→ **Отрывок**:
▬▬▬▬▬▬▬▬▬▬
В ночной темноте я отправился на прогулку вдоль южной кромки каньона, прилег на невысокую скалу и стал смотреть вверх, на Млечный Путь. Я заглядывал в прошлое, наблюдая зрелище, происходившее сто тысяч лет назад, когда увиденный мною свет начинал свое долгое путешествие, конечной целью которого было пройти сквозь мои зрачки и вызвать электрические разряды в сетчатке. На рассвете я вернулся к тому же самому месту, испытал дрожь и головокружение, когда понял, где именно мне довелось прилечь во мраке, и посмотрел вниз, на дно каньона. И вновь я заглянул в прошлое – теперь уже на два миллиарда лет назад, в те времена, когда одни лишь микробы невидимо копошились под Млечным Путем. Если души индейцев хопи действительно спят посреди этого величественного покоя, то им должны составлять компанию замурованные в скалах духи трилобитов и морских лилий, плеченогих и белемнитов, аммонитов и даже динозавров.
▬▬▬▬▬▬▬▬▬▬
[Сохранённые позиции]
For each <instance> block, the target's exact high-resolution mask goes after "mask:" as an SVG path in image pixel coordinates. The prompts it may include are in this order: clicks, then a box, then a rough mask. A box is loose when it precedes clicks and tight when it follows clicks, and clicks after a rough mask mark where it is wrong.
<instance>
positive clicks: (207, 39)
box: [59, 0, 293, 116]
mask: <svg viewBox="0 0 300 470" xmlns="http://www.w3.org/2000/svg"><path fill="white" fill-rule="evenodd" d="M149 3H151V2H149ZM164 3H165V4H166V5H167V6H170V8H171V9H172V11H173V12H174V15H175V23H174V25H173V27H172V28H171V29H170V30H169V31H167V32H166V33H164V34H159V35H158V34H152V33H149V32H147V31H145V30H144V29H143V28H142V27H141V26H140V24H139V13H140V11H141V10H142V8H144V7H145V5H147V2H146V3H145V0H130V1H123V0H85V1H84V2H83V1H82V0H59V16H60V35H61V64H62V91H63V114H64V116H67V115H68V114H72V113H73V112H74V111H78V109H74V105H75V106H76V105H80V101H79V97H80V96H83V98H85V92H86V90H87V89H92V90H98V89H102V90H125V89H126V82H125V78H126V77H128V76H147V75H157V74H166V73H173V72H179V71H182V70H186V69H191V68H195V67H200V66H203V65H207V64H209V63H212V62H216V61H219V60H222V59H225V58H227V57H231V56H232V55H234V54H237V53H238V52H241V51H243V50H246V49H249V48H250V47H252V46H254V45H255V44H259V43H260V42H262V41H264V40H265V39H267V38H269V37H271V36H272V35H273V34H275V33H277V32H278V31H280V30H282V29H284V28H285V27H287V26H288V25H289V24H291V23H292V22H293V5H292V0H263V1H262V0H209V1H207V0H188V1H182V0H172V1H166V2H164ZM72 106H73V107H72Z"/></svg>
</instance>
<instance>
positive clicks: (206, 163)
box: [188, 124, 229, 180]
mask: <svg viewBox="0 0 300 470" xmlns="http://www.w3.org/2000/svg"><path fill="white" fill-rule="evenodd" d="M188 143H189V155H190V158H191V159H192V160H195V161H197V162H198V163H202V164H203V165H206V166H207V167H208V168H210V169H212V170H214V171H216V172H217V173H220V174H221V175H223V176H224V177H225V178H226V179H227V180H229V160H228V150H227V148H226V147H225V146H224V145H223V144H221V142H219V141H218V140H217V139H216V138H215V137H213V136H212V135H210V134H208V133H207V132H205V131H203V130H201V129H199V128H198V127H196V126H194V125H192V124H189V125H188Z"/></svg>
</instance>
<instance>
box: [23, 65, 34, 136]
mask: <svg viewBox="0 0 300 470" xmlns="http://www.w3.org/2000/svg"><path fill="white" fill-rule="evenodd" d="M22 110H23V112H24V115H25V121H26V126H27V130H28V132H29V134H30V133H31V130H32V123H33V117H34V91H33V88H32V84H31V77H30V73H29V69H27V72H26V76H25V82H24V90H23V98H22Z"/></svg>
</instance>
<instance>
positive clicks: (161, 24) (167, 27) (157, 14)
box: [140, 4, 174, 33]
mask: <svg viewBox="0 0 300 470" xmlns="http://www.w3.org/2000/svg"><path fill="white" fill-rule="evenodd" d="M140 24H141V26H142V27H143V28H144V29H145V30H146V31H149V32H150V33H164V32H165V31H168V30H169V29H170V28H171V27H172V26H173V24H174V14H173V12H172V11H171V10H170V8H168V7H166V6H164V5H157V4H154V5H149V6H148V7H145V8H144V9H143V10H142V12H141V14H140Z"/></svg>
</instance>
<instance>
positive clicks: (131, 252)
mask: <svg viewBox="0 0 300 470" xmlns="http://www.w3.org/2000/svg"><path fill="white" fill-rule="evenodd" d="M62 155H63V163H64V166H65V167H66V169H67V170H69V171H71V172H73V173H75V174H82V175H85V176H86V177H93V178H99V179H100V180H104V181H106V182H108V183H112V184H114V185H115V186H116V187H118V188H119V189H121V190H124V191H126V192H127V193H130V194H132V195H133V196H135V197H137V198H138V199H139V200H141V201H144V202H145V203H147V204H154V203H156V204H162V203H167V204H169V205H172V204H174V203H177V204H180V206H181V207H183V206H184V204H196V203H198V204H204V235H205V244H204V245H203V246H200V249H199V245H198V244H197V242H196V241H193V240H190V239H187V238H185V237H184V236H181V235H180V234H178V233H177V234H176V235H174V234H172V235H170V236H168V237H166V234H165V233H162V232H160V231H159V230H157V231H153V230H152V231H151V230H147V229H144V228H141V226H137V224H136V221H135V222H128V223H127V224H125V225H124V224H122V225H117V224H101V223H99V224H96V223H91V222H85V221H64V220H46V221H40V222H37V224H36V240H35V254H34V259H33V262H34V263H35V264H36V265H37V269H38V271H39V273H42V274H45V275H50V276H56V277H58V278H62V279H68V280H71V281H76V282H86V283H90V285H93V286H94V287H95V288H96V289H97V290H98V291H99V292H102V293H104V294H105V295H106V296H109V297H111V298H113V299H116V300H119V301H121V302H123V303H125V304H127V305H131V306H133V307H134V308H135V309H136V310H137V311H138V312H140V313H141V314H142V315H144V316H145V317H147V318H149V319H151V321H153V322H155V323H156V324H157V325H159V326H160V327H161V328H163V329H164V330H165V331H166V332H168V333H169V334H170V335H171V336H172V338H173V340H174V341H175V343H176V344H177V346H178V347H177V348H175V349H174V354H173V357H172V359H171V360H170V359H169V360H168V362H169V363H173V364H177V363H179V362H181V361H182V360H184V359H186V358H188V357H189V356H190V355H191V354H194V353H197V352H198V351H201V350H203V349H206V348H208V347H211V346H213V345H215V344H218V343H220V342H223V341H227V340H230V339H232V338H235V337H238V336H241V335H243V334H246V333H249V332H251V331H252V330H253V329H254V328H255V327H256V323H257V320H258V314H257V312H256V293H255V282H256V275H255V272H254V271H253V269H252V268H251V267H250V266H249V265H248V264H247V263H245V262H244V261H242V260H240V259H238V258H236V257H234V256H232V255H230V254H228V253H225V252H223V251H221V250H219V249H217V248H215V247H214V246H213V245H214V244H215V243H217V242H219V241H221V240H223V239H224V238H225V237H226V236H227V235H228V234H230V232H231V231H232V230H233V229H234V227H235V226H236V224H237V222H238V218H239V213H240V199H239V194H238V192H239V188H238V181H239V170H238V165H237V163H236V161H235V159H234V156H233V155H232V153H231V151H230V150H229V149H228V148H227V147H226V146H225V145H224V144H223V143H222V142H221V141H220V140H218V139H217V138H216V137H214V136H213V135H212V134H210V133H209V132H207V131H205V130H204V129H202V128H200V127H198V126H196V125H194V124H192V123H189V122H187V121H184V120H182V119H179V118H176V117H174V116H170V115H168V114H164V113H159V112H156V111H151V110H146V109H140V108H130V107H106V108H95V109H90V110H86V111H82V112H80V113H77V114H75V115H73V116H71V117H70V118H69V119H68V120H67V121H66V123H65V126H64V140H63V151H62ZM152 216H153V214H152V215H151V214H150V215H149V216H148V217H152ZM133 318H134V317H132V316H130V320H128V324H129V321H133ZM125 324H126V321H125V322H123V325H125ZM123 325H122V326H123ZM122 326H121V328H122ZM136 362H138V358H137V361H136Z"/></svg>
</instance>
▬▬▬▬▬▬▬▬▬▬
→ **Ваши задания**:
1 – Сколько лет назад, согласно отрывку о ночной прогулке у каньона, свет Млечного Пути начал свое путешествие?
2 – Напишите продолжение отрывка о ночной прогулке у каньона.
Эти позиции взяты из другого источника.

→ **Ответы по пунктам**:
1 – Сто тысяч лет назад.

2 –
Изучая эволюционное развитие по напластованиям каньона в милю высотой, можно ли указать точку, в которой вдруг, как неожиданно включенный свет, возникло то, что мы могли бы назвать «душой»? Или же «душа» проникала в мир украдкой: едва теплящаяся тысячная часть души у мерно колышущегося трубчатого червя, десятая доля души у латимерии, половинка души у долгопята, затем типичная человеческая душа и, наконец, душа масштаба Бетховена или Манделы? А может, говорить о душах вообще глупо?
Не глупо, если под этим понятием вы подразумеваете нечто вроде поразительного ощущения субъективной, персональной индивидуальности. Каждый знает, что такая душа у нас есть, даже если, по мнению многих современных мыслителей, она иллюзия, сформировавшаяся, как мог бы предположить дарвинист, потому что непротиворечивая, движимая единой целью субъектность способствует нашему выживанию.
Зрительные иллюзии – такие как куб Неккера, невозможный треугольник Пенроуза или фокус с оборотной стороной маски – доказывают, что видимая нами «реальность» образуется из несовершенных моделей, формирующихся в головном мозге. В случае с кубом Неккера двумерный рисунок из начерченных на бумаге линий совместим с двумя альтернативными конфигурациями трехмерного куба, и мозг поочередно выбирает то одну, то другую из них. Это чередование явственно ощутимо – можно даже измерить его частоту. А линии, образующие на бумаге треугольник Пенроуза, не совместимы ни с каким предметом реального мира. Подобные иллюзии дразнят программное обеспечение головного мозга, занимающееся построением моделей, и показывают тем самым, что оно существует.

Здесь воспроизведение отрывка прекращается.